What the exercise asks: Please rewrite the records from the line that has "the cockpit side" through the line that has "(1232, 258)", putting "largest circle" wherever "biggest circle" appears and leaving everything else unchanged.

Listed entries:
▼▼▼

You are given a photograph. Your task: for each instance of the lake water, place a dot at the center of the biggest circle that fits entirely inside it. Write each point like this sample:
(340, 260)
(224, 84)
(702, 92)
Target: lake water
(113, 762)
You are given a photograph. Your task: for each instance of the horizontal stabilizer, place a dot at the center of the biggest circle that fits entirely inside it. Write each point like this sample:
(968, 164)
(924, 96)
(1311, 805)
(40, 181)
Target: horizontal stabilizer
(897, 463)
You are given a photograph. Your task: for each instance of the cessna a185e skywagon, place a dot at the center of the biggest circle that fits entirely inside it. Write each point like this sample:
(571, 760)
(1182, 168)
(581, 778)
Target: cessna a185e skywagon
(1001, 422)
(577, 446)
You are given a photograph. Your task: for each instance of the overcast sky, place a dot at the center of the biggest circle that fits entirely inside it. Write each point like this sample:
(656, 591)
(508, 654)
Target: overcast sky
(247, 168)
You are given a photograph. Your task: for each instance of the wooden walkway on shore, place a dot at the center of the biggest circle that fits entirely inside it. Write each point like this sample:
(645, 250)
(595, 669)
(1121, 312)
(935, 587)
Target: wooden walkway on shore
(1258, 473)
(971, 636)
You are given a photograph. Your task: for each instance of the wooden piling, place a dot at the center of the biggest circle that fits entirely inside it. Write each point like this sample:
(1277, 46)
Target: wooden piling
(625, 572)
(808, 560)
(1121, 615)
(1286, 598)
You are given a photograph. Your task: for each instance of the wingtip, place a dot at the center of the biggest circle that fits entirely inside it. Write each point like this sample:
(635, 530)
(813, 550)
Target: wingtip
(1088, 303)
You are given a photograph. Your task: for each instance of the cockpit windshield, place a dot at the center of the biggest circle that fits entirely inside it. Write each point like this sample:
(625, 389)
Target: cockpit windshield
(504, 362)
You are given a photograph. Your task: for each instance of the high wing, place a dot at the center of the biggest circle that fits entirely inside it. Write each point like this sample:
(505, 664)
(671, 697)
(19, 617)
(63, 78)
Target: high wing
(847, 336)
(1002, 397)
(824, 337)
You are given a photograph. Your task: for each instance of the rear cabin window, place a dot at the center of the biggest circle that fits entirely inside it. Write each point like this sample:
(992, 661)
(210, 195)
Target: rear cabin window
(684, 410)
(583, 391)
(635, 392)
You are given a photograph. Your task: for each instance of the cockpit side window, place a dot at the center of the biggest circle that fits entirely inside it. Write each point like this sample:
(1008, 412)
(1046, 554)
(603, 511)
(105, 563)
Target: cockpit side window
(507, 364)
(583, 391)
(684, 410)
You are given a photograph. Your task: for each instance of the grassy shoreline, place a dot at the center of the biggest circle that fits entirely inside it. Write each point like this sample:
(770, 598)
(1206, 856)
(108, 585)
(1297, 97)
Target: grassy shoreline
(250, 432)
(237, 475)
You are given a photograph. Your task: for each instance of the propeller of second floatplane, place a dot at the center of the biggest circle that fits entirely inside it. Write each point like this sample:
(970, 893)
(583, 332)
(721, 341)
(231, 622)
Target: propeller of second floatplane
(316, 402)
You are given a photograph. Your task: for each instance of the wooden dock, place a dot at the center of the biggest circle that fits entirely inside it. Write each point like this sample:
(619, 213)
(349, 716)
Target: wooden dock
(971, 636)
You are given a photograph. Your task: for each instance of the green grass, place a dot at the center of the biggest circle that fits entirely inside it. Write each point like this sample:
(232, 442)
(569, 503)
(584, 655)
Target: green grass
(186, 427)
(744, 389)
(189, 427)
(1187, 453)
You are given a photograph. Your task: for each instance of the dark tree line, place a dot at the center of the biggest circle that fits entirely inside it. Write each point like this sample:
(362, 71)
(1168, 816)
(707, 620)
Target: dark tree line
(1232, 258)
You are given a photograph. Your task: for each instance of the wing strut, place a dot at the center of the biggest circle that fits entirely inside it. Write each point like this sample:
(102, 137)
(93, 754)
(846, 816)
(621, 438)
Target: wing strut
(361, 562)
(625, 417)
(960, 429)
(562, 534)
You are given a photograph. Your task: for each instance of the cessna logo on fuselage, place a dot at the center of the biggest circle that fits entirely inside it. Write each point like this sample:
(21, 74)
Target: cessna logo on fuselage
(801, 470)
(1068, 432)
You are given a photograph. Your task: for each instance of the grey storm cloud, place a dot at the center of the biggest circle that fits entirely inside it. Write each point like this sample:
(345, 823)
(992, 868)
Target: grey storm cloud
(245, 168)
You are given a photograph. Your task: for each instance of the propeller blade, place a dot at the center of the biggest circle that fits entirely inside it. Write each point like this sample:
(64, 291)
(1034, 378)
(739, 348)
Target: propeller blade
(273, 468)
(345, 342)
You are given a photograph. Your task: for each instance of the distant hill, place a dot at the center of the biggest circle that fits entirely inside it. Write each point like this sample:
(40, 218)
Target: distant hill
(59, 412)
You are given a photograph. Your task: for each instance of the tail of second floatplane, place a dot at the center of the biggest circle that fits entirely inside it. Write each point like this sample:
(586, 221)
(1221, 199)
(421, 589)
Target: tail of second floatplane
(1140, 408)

▲▲▲

Answer to this task:
You are given a photograph. Your task: for each instance of the cockpit side window, place a dot at the center of the largest circle that fits entirely inside it. Write each point like this sample:
(1008, 412)
(1046, 554)
(603, 511)
(105, 563)
Target: cockpit side window
(507, 364)
(583, 391)
(684, 410)
You are given a photograph. Your task: for each instance of the grassy shoreline, place a dot at the center of the largest circle that fits entirely inside it. Write each point like this sample:
(770, 598)
(1206, 856)
(108, 585)
(1297, 97)
Target: grassy shoreline
(250, 432)
(237, 475)
You are given a photograph. Your task: for each instance of the propeller of second floatplane, place a dot at the center of the largest circle that fits entirely inside it. Write each point like this sample:
(970, 893)
(583, 332)
(721, 341)
(231, 622)
Target: propeller of second floatplane
(316, 402)
You are given a photograph. Your task: for each instance of the wooden dock, place a dot at the center of the largest circle that fits entirely inside it. Write each point like this sample:
(619, 213)
(349, 716)
Target: wooden dock
(971, 636)
You are given a photograph. Your task: for each instance of the green grass, place a dot at the center of the largest circle that fits entirely inside it. Write each point like this sample:
(232, 442)
(569, 503)
(584, 655)
Target: green grass
(186, 427)
(744, 389)
(189, 427)
(1187, 453)
You are given a photograph. Your task: for each instance of the dark tree line, place a dot at the center of the largest circle that fits entirely inside it. Write each point like this sample:
(362, 71)
(1168, 816)
(707, 620)
Target: dark tree line
(1232, 258)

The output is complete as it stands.